**GOAL OF THE EXERCISE**
Summarize the text about Martin Maechler in two sentences.

**SELECTED EXCERPT**
======

Martin Maechler (spelled Mächler in the original German) is a Swiss computational statistician and a professor emeritus at ETH Zurich (Swiss Federal Institute of Technology in Zurich). He has worked as a co-developer of R, a widely used environment for statistical computing and graphics, and is a long-time member of the R Core Development Team.

==Education and career==
Maechler pursued his academic studies at ETH Zurich, earning a Ph.D. in mathematics in 1989 focusing on nonparametric regression and curve estimation. His doctoral advisors were Frank Hampel and Hans-Rudolf Künsch. He conducted post-doctoral research at the University of Washington's Department of Statistics for a year from August 1989 and another year at Bell Communications Research, Morristown, NJ.

He has dedicated most of his professional career to ETH Zurich's Seminar for Statistics, serving as a Senior Scientist and Lecturer before becoming an adjunct professor, and has been emeritus since March 2024. His primary areas of research and teaching include computational statistics, robust statistical methods, clustering algorithms, and numerical computations, particularly with matrices.

======

**PROVIDED DATA**
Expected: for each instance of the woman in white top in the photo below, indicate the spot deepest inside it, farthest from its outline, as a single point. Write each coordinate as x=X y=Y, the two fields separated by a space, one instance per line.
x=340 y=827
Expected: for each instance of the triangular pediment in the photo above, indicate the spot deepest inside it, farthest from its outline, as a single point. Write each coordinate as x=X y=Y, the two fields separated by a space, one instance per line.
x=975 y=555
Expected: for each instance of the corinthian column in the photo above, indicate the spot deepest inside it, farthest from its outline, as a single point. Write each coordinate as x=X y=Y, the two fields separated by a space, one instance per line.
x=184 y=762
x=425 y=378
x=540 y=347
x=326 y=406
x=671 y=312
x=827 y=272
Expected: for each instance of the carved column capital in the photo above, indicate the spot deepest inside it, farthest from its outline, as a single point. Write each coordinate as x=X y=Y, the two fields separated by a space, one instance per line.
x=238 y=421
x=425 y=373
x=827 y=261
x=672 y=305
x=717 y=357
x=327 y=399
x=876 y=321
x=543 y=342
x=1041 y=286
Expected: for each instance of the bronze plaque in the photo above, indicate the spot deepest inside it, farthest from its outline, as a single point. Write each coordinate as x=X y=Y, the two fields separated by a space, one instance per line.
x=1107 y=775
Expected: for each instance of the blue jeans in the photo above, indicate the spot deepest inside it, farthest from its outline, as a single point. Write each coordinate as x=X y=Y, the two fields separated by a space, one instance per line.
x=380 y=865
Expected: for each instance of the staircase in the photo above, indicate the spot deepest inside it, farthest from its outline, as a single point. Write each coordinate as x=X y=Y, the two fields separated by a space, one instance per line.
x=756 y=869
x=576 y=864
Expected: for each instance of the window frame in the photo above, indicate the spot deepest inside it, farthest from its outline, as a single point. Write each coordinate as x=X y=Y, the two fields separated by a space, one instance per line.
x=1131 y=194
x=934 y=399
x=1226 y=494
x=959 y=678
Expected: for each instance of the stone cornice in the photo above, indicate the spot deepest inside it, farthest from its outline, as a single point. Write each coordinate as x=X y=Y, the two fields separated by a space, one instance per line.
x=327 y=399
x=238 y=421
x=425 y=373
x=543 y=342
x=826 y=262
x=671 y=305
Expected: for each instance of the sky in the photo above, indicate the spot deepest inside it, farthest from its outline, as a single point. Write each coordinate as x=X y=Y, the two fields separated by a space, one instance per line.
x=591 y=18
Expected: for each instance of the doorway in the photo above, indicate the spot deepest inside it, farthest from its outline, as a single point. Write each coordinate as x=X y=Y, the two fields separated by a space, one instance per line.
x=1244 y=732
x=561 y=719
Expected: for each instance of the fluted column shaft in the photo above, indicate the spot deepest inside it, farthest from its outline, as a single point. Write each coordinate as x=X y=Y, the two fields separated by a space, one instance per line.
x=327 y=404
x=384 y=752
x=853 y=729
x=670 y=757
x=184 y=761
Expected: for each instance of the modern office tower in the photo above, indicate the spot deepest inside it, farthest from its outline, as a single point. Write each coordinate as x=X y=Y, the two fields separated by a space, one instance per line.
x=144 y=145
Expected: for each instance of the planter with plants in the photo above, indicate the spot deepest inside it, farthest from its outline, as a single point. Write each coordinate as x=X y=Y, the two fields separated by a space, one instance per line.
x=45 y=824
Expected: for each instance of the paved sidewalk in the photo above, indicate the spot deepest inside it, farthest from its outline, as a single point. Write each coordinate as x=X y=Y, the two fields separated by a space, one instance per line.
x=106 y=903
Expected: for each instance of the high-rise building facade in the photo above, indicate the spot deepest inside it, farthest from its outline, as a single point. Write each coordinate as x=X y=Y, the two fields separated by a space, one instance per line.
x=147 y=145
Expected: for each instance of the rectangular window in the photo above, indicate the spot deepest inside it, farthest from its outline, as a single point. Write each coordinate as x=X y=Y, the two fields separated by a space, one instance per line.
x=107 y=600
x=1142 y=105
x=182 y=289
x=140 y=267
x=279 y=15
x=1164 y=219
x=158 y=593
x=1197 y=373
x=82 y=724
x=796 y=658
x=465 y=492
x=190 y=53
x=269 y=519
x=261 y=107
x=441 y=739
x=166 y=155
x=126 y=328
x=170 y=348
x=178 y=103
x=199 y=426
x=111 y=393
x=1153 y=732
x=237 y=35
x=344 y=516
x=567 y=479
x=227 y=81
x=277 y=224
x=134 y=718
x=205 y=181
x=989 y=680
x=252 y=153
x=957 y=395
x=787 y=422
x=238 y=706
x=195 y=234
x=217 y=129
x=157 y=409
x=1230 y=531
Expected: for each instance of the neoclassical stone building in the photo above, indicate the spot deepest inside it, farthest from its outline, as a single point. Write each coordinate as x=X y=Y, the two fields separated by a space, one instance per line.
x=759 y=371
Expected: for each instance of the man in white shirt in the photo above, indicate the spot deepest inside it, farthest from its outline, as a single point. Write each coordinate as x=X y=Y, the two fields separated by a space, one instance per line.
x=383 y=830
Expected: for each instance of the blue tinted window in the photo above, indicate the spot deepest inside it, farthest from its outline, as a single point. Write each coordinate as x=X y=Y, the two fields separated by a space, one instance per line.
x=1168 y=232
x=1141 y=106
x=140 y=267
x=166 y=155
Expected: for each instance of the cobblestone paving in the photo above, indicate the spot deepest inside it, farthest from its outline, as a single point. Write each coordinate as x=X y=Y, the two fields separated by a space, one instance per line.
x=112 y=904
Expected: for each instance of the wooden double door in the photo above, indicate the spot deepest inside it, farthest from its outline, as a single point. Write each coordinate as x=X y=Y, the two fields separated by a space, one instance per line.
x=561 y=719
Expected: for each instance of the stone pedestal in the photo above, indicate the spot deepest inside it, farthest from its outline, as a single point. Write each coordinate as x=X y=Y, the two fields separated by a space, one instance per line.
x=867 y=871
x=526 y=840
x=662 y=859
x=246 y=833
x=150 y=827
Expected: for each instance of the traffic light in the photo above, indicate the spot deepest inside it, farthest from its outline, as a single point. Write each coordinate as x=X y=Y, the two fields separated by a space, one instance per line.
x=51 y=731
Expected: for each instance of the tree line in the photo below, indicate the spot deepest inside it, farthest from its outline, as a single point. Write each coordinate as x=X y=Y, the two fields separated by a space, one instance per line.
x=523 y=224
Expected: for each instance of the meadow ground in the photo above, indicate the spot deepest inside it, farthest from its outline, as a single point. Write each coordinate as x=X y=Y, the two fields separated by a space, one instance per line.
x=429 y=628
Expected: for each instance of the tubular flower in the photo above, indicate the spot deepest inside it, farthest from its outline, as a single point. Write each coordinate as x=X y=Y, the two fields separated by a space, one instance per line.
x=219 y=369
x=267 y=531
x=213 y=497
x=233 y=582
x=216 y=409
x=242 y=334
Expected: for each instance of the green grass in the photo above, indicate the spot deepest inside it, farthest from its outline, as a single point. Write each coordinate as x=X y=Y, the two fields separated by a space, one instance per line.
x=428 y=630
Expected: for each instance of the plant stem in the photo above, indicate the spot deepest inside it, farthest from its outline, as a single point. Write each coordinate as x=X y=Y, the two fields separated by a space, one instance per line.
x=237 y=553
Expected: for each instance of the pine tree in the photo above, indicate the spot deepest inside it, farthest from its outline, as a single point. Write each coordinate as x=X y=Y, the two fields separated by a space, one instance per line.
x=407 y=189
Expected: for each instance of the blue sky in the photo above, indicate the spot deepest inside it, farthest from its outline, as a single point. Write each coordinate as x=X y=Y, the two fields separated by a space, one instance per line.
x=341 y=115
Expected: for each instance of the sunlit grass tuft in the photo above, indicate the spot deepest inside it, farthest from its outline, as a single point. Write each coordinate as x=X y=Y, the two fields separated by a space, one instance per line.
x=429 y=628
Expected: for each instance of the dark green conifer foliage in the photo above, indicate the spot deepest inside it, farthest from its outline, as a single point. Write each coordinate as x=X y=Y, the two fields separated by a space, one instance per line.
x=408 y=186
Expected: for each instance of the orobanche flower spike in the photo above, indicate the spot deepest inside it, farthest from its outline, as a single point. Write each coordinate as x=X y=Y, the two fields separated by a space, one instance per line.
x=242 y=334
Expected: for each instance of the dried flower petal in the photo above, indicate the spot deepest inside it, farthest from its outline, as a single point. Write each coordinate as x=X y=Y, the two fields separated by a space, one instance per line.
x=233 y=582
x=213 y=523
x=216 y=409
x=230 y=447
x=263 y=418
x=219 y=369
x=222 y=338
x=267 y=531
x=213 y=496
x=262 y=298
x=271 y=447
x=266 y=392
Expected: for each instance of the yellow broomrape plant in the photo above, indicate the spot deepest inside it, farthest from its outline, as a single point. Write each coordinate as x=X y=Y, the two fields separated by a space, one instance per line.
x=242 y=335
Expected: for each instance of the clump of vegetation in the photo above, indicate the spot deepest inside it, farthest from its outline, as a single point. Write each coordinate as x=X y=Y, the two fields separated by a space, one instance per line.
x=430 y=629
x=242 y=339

======

**COMPLETED EXERCISE**
Martin Maechler is a Swiss computational statistician, a professor emeritus at ETH Zurich, a co-developer of R, and a long-time member of the R Core Development Team. After earning a Ph.D. in mathematics at ETH Zurich in 1989 and doing post-doctoral research at the University of Washington and Bell Communications Research, he spent most of his career at ETH Zurich's Seminar for Statistics, where he has focused on computational statistics, robust statistical methods, clustering algorithms, and numerical computations, particularly with matrices.